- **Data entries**
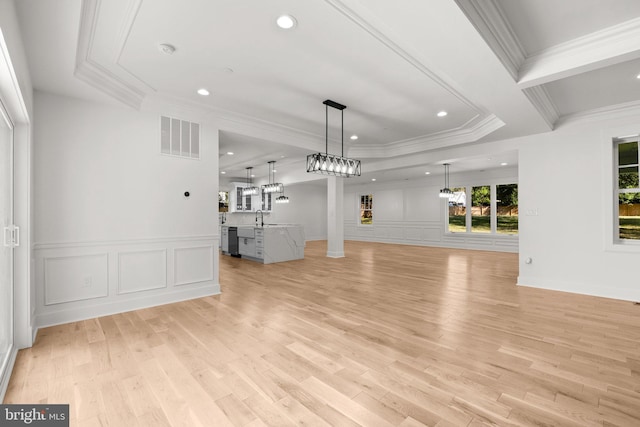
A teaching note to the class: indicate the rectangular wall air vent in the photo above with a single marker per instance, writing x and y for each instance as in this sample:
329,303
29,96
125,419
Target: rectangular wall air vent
179,138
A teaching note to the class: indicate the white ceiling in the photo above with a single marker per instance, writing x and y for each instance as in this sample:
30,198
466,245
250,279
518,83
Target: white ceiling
500,68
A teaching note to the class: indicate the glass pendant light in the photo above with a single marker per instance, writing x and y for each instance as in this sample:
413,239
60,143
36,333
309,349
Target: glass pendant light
446,192
250,190
332,164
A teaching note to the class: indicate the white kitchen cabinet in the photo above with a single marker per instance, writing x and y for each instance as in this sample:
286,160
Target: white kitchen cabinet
240,203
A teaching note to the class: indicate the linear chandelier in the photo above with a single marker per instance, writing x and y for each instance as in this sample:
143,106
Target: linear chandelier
272,187
332,164
250,189
446,192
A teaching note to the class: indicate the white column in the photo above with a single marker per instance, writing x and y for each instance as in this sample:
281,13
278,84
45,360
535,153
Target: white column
335,217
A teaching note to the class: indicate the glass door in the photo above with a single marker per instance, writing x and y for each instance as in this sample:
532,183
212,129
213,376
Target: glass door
6,239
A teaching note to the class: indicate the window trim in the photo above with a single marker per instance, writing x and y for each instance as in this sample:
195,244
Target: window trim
493,233
612,239
609,187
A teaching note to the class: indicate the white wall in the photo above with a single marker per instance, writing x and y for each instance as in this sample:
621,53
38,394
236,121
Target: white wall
113,230
411,212
307,206
566,200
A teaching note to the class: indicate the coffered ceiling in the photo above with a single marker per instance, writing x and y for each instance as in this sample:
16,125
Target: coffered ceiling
499,68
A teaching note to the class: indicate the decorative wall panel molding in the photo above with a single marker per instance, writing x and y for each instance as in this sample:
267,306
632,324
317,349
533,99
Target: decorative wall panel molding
75,278
142,270
427,233
193,265
76,281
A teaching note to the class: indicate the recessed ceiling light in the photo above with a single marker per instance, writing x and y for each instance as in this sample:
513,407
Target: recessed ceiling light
167,48
286,22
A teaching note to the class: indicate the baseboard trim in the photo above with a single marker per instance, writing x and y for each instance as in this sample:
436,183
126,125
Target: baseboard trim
582,288
114,307
6,375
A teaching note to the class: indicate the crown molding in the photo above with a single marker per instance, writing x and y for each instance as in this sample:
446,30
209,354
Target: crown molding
609,46
129,20
609,112
541,99
93,73
489,19
463,135
384,38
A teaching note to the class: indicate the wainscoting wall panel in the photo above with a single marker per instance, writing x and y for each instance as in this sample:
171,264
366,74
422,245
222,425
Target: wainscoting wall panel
426,233
193,265
76,281
142,270
75,278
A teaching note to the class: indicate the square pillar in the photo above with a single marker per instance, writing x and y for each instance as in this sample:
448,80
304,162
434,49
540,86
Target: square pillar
335,217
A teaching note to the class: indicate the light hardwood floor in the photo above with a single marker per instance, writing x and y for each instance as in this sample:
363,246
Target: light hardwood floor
389,336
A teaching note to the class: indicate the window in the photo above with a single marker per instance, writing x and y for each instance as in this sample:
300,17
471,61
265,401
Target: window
507,213
481,209
179,138
458,211
366,209
492,209
628,189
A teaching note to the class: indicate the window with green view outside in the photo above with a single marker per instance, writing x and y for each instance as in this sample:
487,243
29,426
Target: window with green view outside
458,211
481,209
366,209
478,213
628,190
507,204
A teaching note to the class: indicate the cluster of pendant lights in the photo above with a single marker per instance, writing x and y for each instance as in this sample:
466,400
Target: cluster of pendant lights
275,187
446,192
332,164
271,187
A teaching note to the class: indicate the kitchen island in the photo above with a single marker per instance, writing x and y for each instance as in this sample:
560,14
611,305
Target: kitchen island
265,244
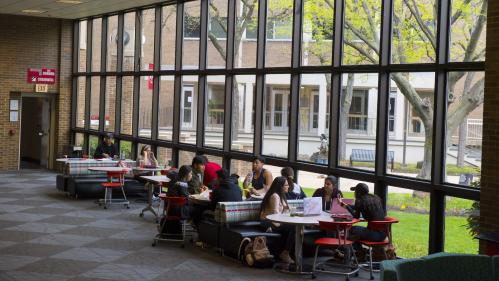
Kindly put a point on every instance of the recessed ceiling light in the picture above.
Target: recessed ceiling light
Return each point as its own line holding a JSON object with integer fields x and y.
{"x": 29, "y": 11}
{"x": 69, "y": 2}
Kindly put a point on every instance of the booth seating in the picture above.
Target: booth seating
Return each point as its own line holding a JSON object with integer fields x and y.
{"x": 442, "y": 266}
{"x": 234, "y": 221}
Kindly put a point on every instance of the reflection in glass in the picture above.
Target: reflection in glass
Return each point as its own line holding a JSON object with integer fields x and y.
{"x": 165, "y": 114}
{"x": 127, "y": 105}
{"x": 317, "y": 32}
{"x": 358, "y": 117}
{"x": 112, "y": 43}
{"x": 192, "y": 31}
{"x": 276, "y": 115}
{"x": 94, "y": 102}
{"x": 279, "y": 33}
{"x": 110, "y": 104}
{"x": 464, "y": 127}
{"x": 468, "y": 29}
{"x": 243, "y": 112}
{"x": 313, "y": 121}
{"x": 414, "y": 31}
{"x": 168, "y": 32}
{"x": 145, "y": 106}
{"x": 129, "y": 42}
{"x": 188, "y": 109}
{"x": 214, "y": 111}
{"x": 361, "y": 32}
{"x": 96, "y": 43}
{"x": 410, "y": 144}
{"x": 147, "y": 52}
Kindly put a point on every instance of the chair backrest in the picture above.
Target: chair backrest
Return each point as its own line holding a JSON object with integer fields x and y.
{"x": 383, "y": 226}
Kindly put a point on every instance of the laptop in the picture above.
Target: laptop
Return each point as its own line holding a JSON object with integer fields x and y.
{"x": 338, "y": 211}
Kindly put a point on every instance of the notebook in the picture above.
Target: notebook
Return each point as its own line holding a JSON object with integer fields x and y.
{"x": 312, "y": 206}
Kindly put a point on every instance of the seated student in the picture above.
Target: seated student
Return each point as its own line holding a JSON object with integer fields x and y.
{"x": 106, "y": 149}
{"x": 196, "y": 185}
{"x": 328, "y": 192}
{"x": 371, "y": 209}
{"x": 275, "y": 202}
{"x": 295, "y": 191}
{"x": 259, "y": 178}
{"x": 227, "y": 190}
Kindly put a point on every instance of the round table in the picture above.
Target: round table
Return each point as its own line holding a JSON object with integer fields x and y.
{"x": 300, "y": 223}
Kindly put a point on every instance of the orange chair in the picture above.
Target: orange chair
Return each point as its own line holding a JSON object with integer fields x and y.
{"x": 115, "y": 180}
{"x": 172, "y": 211}
{"x": 340, "y": 229}
{"x": 383, "y": 226}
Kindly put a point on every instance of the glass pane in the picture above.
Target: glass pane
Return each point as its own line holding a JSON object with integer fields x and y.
{"x": 358, "y": 116}
{"x": 192, "y": 31}
{"x": 214, "y": 111}
{"x": 243, "y": 113}
{"x": 317, "y": 32}
{"x": 361, "y": 32}
{"x": 165, "y": 115}
{"x": 110, "y": 103}
{"x": 188, "y": 109}
{"x": 414, "y": 31}
{"x": 410, "y": 144}
{"x": 112, "y": 43}
{"x": 412, "y": 208}
{"x": 279, "y": 33}
{"x": 145, "y": 106}
{"x": 129, "y": 42}
{"x": 94, "y": 102}
{"x": 276, "y": 104}
{"x": 164, "y": 156}
{"x": 147, "y": 53}
{"x": 464, "y": 127}
{"x": 93, "y": 143}
{"x": 468, "y": 29}
{"x": 126, "y": 149}
{"x": 168, "y": 32}
{"x": 126, "y": 105}
{"x": 96, "y": 43}
{"x": 246, "y": 33}
{"x": 185, "y": 158}
{"x": 80, "y": 102}
{"x": 82, "y": 51}
{"x": 217, "y": 33}
{"x": 313, "y": 121}
{"x": 461, "y": 225}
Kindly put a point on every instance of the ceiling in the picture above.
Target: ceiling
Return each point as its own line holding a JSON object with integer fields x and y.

- **DIRECTIONS FOR THIS TASK**
Quote every one of the entries above verbatim, and leave the pictures out of your reproduction.

- **EXERCISE OUTPUT**
A teaching note to the class: indicate the rectangular wall air vent in the photo above with a single marker per instance, writing x and y for each instance as in this sample:
329,303
29,96
125,419
Target: rectangular wall air vent
179,138
A teaching note to the class: indicate the white ceiling in the photo above with a single marker per instance, writing x and y for each instance as in this sample:
30,198
466,245
250,279
518,83
Target: white ceiling
500,68
A teaching note to the class: indicate the glass pendant light in the photo above with a single marker per instance, writing x and y for each instance as in this sample:
413,239
60,143
36,333
309,349
Target: glass pendant light
446,192
250,190
332,164
A teaching note to the class: indicate the white kitchen cabinet in the photo above with a single marker per instance, writing x and y for each instance as in this sample:
286,160
Target: white kitchen cabinet
240,203
A teaching note to the class: indicate the linear chandelier in the photo above with a single marker per instance, writing x and y for each instance as in this sample:
143,106
Target: linear chandelier
272,187
332,164
250,189
446,192
A teaching note to the class: indicate the white column in the photo above with a single marker per instance, writing x and y for each instance as in this sample:
281,13
278,84
45,360
535,153
Target: white column
335,217
A teaching note to the class: indicate the glass door in the photo above with a single marker per instance, writing x and y for each instance as in this sample:
532,183
212,129
213,376
Target: glass door
6,239
A teaching note to the class: indicate the window trim in the photo above with a single marker per instance, writing x and y for each instance as in this sample:
195,244
Target: window trim
493,233
612,239
609,187
A teaching note to the class: indicate the white wall in the photo above with a single marker per instance, writing x and y for each instance as in this sample:
621,53
38,394
236,121
Target: white wall
113,230
411,212
307,206
566,200
A teaching note to the class: indicate the coffered ceiling in the photo above with a single marker per instance, writing x and y for each instance as in this sample:
16,125
Target: coffered ceiling
499,68
A teaching note to the class: indicate the decorative wall panel molding in the photo above with a single marker per instance, writing x and y for each instance as in this sample:
267,306
632,324
317,349
533,99
Target: decorative wall panel molding
75,278
142,270
427,233
193,265
76,281
A teaching note to the class: indicate the recessed ceiling light in the photo above with a single marker per instance, writing x and y for each instance as in this sample:
513,407
Target: recessed ceiling light
167,48
286,22
A teaching note to the class: indicate the baseboard trim in the photo above with a single marker per instance, writing x and y for each instance as in this sample:
436,183
126,125
Target: baseboard trim
582,288
114,307
6,375
A teaching note to the class: indicate the crown molding in the photo above with a single marker per instance, writing x and y for each instance as in this sample:
446,30
209,354
Target: crown molding
609,46
129,20
609,112
541,99
93,73
489,19
463,135
384,38
A teaching note to the class: indicate the wainscoting wall panel in the photo above with a single marker per instance, writing x and y for each instance as in this sample:
171,264
366,74
422,245
222,425
Target: wainscoting wall panel
426,233
193,265
76,281
142,270
75,278
A teaching note to the class: indicate the square pillar in the photo above with a single marker per instance, writing x and y for each instance as in this sample:
448,80
304,162
434,49
540,86
Target: square pillar
335,217
A teaching note to the class: indicate the light hardwood floor in the photo above with a single marker per instance, writing x and y for each instance as in this sample:
363,246
Target: light hardwood floor
389,336
A teaching note to the class: indicate the window in the photo above with a single marker per instance, writing x and y for each instance as in this sample:
300,17
471,61
265,401
Target: window
507,213
481,209
179,138
458,211
366,209
492,209
628,189
A teaching note to the class: indicate the window with green view outside in the photo above with a single marker per instance, writing x and y for each instance as in this sample:
487,243
29,426
Target: window with green view outside
458,211
481,209
366,209
478,213
628,190
507,204
A teaching note to the class: indicate the cluster of pendant lights in the photo above with a single marker per instance, writing x and y for each instance as in this sample:
466,400
Target: cluster of pendant lights
275,187
446,192
332,164
271,187
A teaching note to the class: indicate the kitchen island in the photo above with a single marker per instance, writing x and y for each instance as in this sample:
560,14
611,305
Target: kitchen island
265,244
Kindly put a point on every instance of the recessed ceiling light in the picture above.
Target: recessed ceiling light
Return each point as its own line holding a JSON object with integer fields x and y.
{"x": 29, "y": 11}
{"x": 69, "y": 2}
Kindly put a point on every instance of the booth seating in the picture above.
Target: booth seating
Return each point as its own line holding a JSON object with integer fields x and y.
{"x": 442, "y": 266}
{"x": 234, "y": 221}
Kindly put a point on every instance of the reflection in glass in the picture above.
Target: reflection in glass
Return each point as its own line holding a JSON object with integer fields x and y.
{"x": 165, "y": 114}
{"x": 127, "y": 105}
{"x": 317, "y": 32}
{"x": 358, "y": 117}
{"x": 112, "y": 43}
{"x": 192, "y": 31}
{"x": 276, "y": 115}
{"x": 94, "y": 102}
{"x": 279, "y": 33}
{"x": 110, "y": 104}
{"x": 464, "y": 127}
{"x": 468, "y": 29}
{"x": 243, "y": 112}
{"x": 313, "y": 121}
{"x": 414, "y": 31}
{"x": 168, "y": 32}
{"x": 145, "y": 106}
{"x": 129, "y": 42}
{"x": 188, "y": 109}
{"x": 214, "y": 111}
{"x": 361, "y": 32}
{"x": 96, "y": 43}
{"x": 410, "y": 144}
{"x": 147, "y": 52}
Kindly put a point on every instance of the chair backrest in the picture above.
Target: chair backrest
Return each point as its own line holding a JSON object with integer fields x and y.
{"x": 383, "y": 226}
Kindly put a point on every instance of the laptop in the picture above.
Target: laptop
Return each point as its own line holding a JSON object with integer fields x and y.
{"x": 338, "y": 211}
Kindly put a point on every instance of the notebook in the picture above.
Target: notebook
Return each point as its own line holding a JSON object with integer fields x and y.
{"x": 312, "y": 206}
Kindly put a point on every instance of the seated student in the picture above.
Target: seated student
Return each point as its own line holding a JSON object with integer fields x and y.
{"x": 106, "y": 149}
{"x": 196, "y": 185}
{"x": 328, "y": 192}
{"x": 371, "y": 209}
{"x": 275, "y": 202}
{"x": 295, "y": 191}
{"x": 259, "y": 178}
{"x": 227, "y": 190}
Kindly put a point on every instance of the round table in the picture above.
Target: round table
Return each point as its own line holding a JSON object with integer fields x and y.
{"x": 300, "y": 223}
Kindly put a point on every instance of the orange chair in the picture above.
Target: orange chair
Return each point as its own line holding a JSON object with integer fields x and y.
{"x": 115, "y": 180}
{"x": 172, "y": 211}
{"x": 340, "y": 229}
{"x": 383, "y": 226}
Kindly put a point on every instance of the glass pane in the picture above.
Target: glass pane
Return each point as its own line holding a JSON object with integer fields x and y.
{"x": 358, "y": 116}
{"x": 192, "y": 31}
{"x": 214, "y": 111}
{"x": 243, "y": 113}
{"x": 317, "y": 32}
{"x": 361, "y": 32}
{"x": 165, "y": 115}
{"x": 110, "y": 103}
{"x": 188, "y": 109}
{"x": 414, "y": 31}
{"x": 410, "y": 144}
{"x": 112, "y": 43}
{"x": 412, "y": 208}
{"x": 279, "y": 33}
{"x": 145, "y": 106}
{"x": 129, "y": 42}
{"x": 94, "y": 102}
{"x": 276, "y": 104}
{"x": 164, "y": 156}
{"x": 147, "y": 53}
{"x": 464, "y": 127}
{"x": 93, "y": 143}
{"x": 468, "y": 29}
{"x": 126, "y": 149}
{"x": 168, "y": 32}
{"x": 126, "y": 105}
{"x": 96, "y": 43}
{"x": 246, "y": 33}
{"x": 185, "y": 158}
{"x": 80, "y": 102}
{"x": 82, "y": 51}
{"x": 217, "y": 33}
{"x": 313, "y": 121}
{"x": 461, "y": 225}
Kindly put a point on every instance of the ceiling in the picture above.
Target: ceiling
Return each point as its own line holding a JSON object with integer fields x and y.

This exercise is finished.